── Übungsdaten ──

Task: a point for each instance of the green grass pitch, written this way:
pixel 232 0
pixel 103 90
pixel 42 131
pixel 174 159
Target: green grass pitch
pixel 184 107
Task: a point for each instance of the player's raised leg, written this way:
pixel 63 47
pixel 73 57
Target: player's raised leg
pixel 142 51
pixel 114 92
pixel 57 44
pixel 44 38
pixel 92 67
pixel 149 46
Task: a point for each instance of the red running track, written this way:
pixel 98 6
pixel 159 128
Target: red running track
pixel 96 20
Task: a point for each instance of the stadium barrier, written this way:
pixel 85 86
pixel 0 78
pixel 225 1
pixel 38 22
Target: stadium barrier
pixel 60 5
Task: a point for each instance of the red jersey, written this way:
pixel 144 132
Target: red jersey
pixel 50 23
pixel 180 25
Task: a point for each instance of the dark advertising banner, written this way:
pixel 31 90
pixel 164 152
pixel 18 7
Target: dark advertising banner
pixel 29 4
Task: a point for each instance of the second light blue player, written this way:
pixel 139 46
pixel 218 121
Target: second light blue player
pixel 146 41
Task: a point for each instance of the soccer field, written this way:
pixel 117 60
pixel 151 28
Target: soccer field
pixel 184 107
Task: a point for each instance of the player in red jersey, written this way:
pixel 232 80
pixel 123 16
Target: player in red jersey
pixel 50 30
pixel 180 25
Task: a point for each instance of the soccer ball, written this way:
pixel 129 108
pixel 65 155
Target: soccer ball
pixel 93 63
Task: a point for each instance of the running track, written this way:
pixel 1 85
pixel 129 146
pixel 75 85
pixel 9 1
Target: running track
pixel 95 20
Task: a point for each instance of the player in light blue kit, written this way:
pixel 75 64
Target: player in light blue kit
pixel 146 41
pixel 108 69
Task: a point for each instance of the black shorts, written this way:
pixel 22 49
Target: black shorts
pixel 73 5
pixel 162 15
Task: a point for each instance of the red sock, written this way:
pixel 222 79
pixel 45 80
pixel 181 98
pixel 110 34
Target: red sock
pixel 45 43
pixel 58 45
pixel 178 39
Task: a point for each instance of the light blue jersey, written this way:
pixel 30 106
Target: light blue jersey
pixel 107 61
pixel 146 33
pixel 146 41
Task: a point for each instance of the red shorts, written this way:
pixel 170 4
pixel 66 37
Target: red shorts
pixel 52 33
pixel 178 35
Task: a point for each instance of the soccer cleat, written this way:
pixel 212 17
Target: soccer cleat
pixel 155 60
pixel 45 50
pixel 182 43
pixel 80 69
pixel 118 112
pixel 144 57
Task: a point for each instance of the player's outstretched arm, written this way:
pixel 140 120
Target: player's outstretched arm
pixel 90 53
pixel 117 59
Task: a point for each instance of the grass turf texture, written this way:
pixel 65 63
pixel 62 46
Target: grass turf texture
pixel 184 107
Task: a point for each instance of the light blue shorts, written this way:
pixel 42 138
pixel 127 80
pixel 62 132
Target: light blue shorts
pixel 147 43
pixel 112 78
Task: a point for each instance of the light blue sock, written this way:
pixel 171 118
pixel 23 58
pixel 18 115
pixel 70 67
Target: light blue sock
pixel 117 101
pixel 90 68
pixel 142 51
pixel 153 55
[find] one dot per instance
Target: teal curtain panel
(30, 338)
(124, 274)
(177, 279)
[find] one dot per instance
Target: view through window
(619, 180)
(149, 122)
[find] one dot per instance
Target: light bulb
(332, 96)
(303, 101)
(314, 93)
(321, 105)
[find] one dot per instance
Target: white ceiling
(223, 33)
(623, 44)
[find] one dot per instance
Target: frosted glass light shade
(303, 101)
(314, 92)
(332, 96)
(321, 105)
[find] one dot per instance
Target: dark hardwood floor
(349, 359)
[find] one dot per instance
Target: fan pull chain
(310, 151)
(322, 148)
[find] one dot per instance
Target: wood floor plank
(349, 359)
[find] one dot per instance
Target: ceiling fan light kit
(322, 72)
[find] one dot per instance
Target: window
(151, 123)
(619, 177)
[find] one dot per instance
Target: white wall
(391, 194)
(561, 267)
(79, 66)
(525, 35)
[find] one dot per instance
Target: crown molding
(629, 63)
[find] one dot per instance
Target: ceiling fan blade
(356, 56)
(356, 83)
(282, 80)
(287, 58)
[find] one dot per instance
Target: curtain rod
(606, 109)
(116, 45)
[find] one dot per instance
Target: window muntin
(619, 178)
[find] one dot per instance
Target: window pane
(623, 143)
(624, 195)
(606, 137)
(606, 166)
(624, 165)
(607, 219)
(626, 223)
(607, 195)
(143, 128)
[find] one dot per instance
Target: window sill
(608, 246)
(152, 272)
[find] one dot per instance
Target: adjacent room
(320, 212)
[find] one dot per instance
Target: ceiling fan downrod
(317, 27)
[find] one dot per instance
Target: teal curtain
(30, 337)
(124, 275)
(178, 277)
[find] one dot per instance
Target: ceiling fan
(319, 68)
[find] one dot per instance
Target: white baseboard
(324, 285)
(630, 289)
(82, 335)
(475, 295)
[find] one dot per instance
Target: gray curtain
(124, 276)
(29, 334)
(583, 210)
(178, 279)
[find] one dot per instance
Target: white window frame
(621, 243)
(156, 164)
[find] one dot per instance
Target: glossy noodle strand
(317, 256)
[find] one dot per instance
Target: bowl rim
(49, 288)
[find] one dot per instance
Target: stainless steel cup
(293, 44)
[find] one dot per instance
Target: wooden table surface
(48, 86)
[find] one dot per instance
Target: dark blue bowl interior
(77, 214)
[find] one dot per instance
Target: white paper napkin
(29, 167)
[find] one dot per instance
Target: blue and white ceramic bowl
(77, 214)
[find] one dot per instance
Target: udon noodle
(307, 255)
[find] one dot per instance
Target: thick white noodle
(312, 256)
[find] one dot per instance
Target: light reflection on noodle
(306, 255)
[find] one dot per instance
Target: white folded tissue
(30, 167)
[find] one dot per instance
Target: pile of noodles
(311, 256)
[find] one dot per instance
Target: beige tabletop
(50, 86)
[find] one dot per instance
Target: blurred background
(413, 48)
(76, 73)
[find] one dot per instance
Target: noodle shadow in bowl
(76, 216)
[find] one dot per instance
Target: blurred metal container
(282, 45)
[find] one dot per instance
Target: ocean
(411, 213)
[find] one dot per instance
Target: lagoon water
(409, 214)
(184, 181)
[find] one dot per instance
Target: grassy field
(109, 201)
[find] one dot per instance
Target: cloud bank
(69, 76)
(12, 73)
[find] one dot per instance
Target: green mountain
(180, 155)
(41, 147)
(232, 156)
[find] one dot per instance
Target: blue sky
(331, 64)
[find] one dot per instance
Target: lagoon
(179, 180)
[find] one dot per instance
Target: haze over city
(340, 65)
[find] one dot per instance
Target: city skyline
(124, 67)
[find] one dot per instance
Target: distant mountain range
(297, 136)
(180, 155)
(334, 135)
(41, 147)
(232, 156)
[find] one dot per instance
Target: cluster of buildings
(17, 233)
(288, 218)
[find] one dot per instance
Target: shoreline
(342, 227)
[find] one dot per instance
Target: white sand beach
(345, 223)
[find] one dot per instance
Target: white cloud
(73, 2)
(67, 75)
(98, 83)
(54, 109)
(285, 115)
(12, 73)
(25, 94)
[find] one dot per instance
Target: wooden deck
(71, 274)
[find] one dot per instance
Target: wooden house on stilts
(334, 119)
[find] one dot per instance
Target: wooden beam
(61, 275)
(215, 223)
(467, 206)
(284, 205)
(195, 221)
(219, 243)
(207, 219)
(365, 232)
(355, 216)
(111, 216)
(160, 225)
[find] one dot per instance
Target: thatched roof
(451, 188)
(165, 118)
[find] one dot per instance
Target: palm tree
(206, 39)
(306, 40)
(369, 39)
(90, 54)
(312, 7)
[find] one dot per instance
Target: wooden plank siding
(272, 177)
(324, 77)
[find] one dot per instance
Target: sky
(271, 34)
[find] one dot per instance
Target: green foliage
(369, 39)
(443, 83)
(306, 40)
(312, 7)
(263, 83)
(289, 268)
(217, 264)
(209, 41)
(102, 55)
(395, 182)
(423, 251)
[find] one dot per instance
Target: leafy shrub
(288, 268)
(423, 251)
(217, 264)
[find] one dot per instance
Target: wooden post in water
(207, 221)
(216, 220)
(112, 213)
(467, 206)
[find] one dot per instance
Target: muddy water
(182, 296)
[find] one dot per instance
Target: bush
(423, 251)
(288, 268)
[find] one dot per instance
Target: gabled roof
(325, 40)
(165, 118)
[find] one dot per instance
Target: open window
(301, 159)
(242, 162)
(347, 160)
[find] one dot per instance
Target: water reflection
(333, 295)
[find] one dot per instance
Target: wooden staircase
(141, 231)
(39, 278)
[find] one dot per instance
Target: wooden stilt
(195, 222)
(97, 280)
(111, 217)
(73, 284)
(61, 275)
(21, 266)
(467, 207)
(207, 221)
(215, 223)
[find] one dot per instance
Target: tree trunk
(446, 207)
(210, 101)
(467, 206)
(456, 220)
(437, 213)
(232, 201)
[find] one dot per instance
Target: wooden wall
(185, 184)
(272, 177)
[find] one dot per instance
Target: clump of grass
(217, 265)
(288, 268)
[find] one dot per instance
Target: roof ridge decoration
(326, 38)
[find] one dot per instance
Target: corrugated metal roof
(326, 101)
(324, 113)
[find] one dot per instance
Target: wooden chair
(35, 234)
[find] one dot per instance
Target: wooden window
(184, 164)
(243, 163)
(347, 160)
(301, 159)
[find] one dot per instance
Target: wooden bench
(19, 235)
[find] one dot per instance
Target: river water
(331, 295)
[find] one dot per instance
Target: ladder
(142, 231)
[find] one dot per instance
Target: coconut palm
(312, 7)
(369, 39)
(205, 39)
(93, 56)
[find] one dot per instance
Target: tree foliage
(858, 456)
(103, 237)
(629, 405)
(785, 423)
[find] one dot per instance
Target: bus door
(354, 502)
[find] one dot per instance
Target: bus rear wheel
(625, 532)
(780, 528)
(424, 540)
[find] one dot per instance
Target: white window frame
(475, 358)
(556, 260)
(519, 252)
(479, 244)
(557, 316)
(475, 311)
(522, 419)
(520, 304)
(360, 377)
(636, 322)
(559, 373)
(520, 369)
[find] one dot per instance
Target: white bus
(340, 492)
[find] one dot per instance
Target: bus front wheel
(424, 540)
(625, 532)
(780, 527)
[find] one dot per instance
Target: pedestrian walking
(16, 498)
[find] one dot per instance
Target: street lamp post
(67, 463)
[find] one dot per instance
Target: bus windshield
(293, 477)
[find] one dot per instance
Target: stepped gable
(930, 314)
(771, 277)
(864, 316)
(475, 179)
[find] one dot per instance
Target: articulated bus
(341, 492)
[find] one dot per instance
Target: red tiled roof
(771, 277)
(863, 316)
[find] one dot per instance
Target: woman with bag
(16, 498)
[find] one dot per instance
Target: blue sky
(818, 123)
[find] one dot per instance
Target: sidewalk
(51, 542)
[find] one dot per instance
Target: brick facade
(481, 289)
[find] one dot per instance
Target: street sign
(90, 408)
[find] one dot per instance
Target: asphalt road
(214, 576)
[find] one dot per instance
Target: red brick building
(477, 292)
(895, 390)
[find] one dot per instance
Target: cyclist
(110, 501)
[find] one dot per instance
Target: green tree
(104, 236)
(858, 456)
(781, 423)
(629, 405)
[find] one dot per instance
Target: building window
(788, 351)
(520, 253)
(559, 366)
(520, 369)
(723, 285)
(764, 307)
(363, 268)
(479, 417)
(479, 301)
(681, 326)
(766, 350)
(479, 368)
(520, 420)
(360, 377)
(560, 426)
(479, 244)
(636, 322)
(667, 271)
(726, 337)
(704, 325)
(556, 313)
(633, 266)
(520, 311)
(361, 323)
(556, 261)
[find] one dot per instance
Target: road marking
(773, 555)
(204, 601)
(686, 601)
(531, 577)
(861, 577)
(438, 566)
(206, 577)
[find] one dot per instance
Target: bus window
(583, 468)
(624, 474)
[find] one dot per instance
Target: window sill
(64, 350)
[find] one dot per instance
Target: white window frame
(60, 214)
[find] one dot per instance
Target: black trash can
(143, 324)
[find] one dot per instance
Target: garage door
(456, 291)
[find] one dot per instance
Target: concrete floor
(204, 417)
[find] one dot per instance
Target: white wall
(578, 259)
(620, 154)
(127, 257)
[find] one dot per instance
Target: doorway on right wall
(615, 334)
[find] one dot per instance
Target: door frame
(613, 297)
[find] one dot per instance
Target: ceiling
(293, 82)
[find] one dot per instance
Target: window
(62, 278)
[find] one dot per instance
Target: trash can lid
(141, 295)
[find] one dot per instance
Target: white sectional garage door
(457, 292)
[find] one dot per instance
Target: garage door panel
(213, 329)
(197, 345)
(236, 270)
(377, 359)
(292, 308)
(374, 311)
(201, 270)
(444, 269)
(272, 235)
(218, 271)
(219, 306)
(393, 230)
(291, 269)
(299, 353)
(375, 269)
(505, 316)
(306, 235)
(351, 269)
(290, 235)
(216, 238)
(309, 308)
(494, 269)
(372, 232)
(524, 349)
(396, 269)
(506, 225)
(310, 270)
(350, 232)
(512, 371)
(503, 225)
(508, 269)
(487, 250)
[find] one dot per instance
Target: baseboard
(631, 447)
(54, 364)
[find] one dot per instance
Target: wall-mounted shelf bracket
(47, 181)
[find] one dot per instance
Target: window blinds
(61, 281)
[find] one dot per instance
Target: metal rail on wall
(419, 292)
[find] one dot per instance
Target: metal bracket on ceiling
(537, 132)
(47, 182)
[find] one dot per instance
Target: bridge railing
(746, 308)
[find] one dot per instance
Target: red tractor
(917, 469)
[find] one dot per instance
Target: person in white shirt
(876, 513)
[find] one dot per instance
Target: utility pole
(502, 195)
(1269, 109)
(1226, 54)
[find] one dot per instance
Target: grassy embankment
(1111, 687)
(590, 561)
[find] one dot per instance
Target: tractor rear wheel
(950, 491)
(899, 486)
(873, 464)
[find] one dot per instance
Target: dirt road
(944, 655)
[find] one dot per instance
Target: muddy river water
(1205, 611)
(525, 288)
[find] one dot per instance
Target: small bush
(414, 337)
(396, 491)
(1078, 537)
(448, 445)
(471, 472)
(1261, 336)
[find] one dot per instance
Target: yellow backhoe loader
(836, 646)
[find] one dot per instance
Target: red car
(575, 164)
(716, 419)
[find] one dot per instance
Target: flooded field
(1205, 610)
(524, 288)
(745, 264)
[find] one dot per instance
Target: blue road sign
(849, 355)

───

Aufgabe -
Sammle aus den Einträgen oben alle Zeilen, in denen das Wort „cleat“ vorkommt, und gib sie wortgetreu wieder.

Vollständige Antwort -
Task: a point for each instance of the soccer cleat, written this way:
Target: soccer cleat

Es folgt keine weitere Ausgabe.